Directions
All the data should come back exactly as it was given.

Source material
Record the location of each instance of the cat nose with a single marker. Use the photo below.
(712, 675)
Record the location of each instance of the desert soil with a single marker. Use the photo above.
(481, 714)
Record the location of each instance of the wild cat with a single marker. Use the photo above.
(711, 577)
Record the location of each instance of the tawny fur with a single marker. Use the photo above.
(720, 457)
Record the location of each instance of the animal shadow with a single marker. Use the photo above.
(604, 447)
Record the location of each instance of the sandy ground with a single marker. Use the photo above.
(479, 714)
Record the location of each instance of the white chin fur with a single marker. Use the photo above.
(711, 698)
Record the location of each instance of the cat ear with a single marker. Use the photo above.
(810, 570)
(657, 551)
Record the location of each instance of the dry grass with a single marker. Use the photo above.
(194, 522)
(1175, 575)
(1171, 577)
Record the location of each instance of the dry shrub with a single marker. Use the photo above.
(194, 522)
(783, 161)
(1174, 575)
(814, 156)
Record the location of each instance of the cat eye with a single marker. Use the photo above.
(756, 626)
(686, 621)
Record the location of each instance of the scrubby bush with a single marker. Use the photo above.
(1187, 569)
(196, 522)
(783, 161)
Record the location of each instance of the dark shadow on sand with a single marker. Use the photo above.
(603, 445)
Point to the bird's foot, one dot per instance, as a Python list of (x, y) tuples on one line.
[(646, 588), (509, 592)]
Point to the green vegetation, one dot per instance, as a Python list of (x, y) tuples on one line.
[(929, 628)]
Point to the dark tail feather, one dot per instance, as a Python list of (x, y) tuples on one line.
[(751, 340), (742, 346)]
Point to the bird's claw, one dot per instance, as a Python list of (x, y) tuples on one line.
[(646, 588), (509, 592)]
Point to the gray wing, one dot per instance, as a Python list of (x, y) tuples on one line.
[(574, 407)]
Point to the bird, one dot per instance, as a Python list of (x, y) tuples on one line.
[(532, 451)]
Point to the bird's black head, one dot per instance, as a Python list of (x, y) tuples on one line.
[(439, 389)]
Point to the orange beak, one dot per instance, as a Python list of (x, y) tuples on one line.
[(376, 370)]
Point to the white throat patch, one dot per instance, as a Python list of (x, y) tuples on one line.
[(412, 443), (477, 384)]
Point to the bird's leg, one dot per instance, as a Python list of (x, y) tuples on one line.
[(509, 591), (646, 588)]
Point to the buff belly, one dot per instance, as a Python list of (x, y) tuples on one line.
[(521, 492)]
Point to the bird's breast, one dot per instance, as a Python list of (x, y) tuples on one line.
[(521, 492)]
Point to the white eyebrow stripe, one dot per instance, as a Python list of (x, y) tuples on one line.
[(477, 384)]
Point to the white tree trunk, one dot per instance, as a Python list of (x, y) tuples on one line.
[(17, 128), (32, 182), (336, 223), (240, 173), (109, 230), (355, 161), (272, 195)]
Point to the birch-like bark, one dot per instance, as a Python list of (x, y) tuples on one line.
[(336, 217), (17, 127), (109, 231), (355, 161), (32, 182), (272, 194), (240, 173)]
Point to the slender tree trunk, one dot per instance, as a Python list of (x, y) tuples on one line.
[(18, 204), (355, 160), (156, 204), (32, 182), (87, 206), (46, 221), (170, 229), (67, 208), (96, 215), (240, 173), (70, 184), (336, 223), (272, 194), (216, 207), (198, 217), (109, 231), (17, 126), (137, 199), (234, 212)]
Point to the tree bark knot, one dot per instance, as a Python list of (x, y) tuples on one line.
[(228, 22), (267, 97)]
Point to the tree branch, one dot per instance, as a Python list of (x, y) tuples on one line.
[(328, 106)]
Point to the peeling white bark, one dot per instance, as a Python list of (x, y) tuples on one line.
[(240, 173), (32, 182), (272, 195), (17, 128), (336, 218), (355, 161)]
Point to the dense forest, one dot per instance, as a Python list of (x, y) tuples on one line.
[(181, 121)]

Reply
Record the location of each instance of the cat nose with a single marker. Use the photo below.
(712, 675)
Record the location of each instance of the desert soil with a single marker. Use the photo above.
(481, 714)
Record the location of each instance of the wild cat with a single marker. Use the photo above.
(711, 577)
Record the location of each instance of the tawny fur with a single marker. Use the photo above.
(720, 457)
Record the location of each instance of the animal shadow with a single marker. Use the photo above.
(604, 447)
Record the location of each instance of the sandy ground with a single marker. Use the photo above.
(479, 714)
Record the location of each instance of the white chin fur with a single marker. Use the photo above.
(711, 698)
Record the location of each instance of the cat ear with a single marker. Use the photo above.
(810, 570)
(657, 551)
Record the location of each instance of the dry grass with a single marker. Use the photo above.
(194, 522)
(1175, 575)
(1171, 577)
Record the location of each instance of the dry shrub with a single marker. Use the photo above.
(194, 522)
(783, 161)
(1174, 575)
(814, 156)
Record the location of each instance of the cat eye with a single marker. Use the photo above.
(756, 626)
(686, 621)
Record the location of each instance of the scrubby bush with a single marker. Use the photo above.
(1187, 569)
(196, 522)
(783, 161)
Record the location of each instance of the dark shadow on sand with a single marker. Use the photo above.
(603, 445)
Point to the bird's foot, one dot per instance, as a Python list of (x, y) tuples on one line.
[(646, 588), (509, 592)]
Point to the green vegetation, one dot per instance, as a Python list of (x, y) tuples on one line.
[(929, 628)]
Point to the dark tail feather, one dot per instance, as a Python list of (x, y) tuples on one line.
[(751, 340), (742, 346)]
Point to the bird's claw, one dot per instance, as a Python list of (x, y) tuples on one line.
[(646, 588), (509, 592)]
Point to the gray wing, one dot per instance, as a Python list of (x, y) tuples on one line.
[(574, 407)]
Point to the bird, one dot per instance, as a Python list of (x, y) tuples on one line.
[(532, 451)]
Point to the bird's black head, one dot per instance, as a Python list of (x, y) tuples on one line.
[(439, 389)]
Point to the orange beak, one dot per instance, as a Python list of (x, y) tuples on one line.
[(376, 370)]
Point to the white throat patch, one dot per instance, as a Python list of (x, y) tuples on one line.
[(412, 443), (477, 384)]
Point to the bird's leg, one dot per instance, as a Python list of (x, y) tuples on one line.
[(509, 591), (646, 588)]
Point to the buff belly, one dot per instance, as a Python list of (x, y) tuples on one line.
[(521, 492)]
Point to the bird's breast, one dot per instance, as a Python list of (x, y) tuples on one line.
[(521, 492)]
Point to the white eyebrow stripe, one dot per instance, as a Python list of (x, y) tuples on one line.
[(477, 384)]
Point to the white tree trunk, one dot per instance, as a Python list of (x, y) tuples on one line.
[(17, 128), (32, 182), (336, 223), (240, 173), (109, 230), (355, 161), (272, 195)]
Point to the birch-like bark, one dot per instance, as a Python list of (x, y) tuples on one line.
[(336, 217), (17, 127), (109, 231), (355, 161), (32, 182), (272, 194), (240, 173)]
Point to the slender tree trunk, one dot per instance, as a Python list of (x, y) tuples on one line.
[(18, 204), (355, 160), (156, 204), (32, 182), (87, 206), (46, 221), (170, 229), (67, 208), (96, 215), (240, 173), (70, 184), (336, 223), (272, 194), (216, 207), (198, 217), (109, 231), (17, 126), (137, 199), (234, 212)]
Point to the tree bark knot, one dot per instance, as a Python list of (x, y) tuples on one line.
[(228, 22), (267, 97)]
Point to the tree branch, one dot per instance, as a Python list of (x, y) tuples on one line.
[(328, 106)]
Point to the peeling white bark, one dot per instance, as a Python list of (x, y) tuples on one line.
[(240, 173), (32, 182), (272, 195), (17, 128), (336, 218), (355, 161)]
Point to the dense forest, one dot per instance, as a Python list of (x, y) tuples on one line.
[(181, 121)]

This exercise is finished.